◆ Metin ◆
........
10 Şubat 2018 Cumartesi

Hüseyin Rahmi Gürpınar Melek Sanmıştım Şeytanı

Hüseyin Rahmi GÜRPINAR (1864-1944) gazetelerde çalışmış, 2 dönem milletvekilliğinin yanı sıra gazete çıkarmış başta romanları olmakla beraber zilyon tane eser vermiş kendisiyle ilgili en çok ilgimi çeken ise hayatının son 30 yılını heybeli ada'da geçirmiş olması şahsen uzun güzel ve keyifli bir emeklilik planı olduğunu düşünüyorum.

Melek Sanmıştım Şeytanı, (1943) 80 sayfa 5 öyküden oluşuyor  Misafir isimli öyküsündeki durumu yaşamamış birinin olması mümkün değil gülümsetiyor ve yapmacık kibarlıklarımız fesatlıklarımız 3 kişi bir araya gelince hemen totoşluk ve gıybet etmeye meyil ettiğimizi hatta hakkımız olduğunu düşünmemizin doğal olduğunu ve bu kafayla gidersek daha bizi çok düzeltenin olacağını ortaya koyuyor.
........
◆ Materyal ◆

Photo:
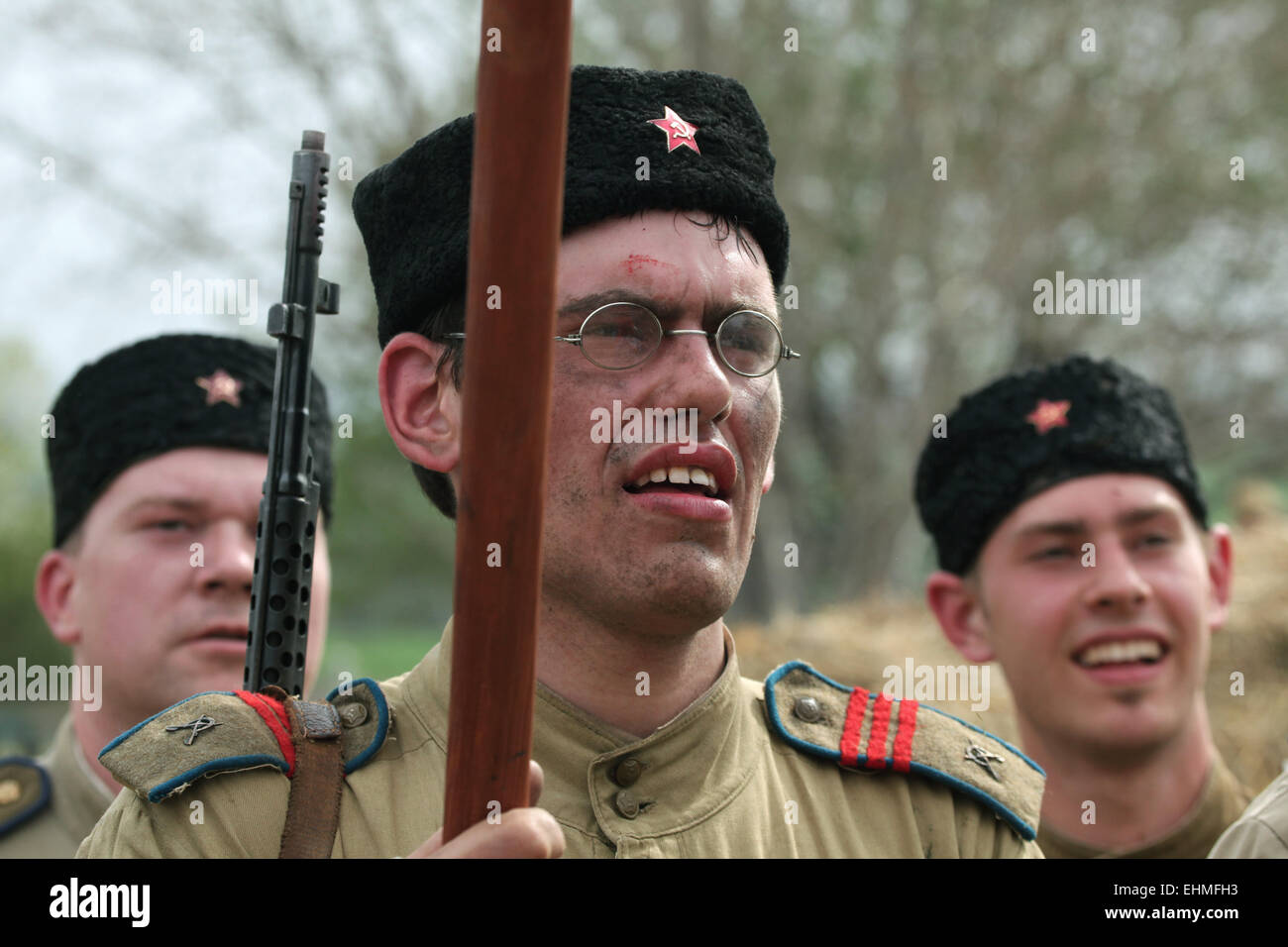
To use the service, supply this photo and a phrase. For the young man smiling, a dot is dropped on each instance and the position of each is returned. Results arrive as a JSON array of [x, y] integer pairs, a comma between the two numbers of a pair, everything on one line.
[[1074, 551], [158, 462], [668, 300]]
........
◆ Görev ◆
Hüseyin Rahmi Gürpınar'ın Melek Sanmıştım Şeytanı kitabını anlatan yazıyı, son cümlesinden sonra gelecek kısımla sürdürün.

◆ Yanıt ◆
Melek sanmıştım şeytanı, Gürpınar'ın diğer öykülerinde olduğu gibi kadın erkek ilişkileri üzerine yazılmış yazıldığı dönem ile günümüz arasında hayal bile edilemeyecek teknolojik gelişme kaydetmemize rağmen özellikle memleketimdeki beşeri ilişkilerde yaşananlar ve tepkiler sanki hiç değişmemiş hatta avuntular bile aynı kalmış çok iyi bir gözlemciymiş Gürpınar buna şüphe yok şu an başka kitaplarını da okuyorum okuduğum öyküler neredeyse hep aynı tema üstüne kurulmuş ancak karakterler kurmaca olsa dahi hikayelerin gerçekten olduğunu biliyor hissetmek çok farklı sanki geçen akşam yan komşunun dairesinden gelen tartışma seslerini biri kağıda dökmüş ya da sadece simasını tanıdığınız biri ile meyhanede karşılaştığınızda  3. biradan sonra yaptığınız dedikodunun zabıt kayıtlarını okuyorsunuz çok gerçek geldi ve daha önce söylemiştim karbon kitapların bu su yeşili rengini iç kapaklarda kullanmasını çok beğeniyorum belki bu renk yüzünden daha yoğun hissediyorum bu serinin kitaplarını okurken :)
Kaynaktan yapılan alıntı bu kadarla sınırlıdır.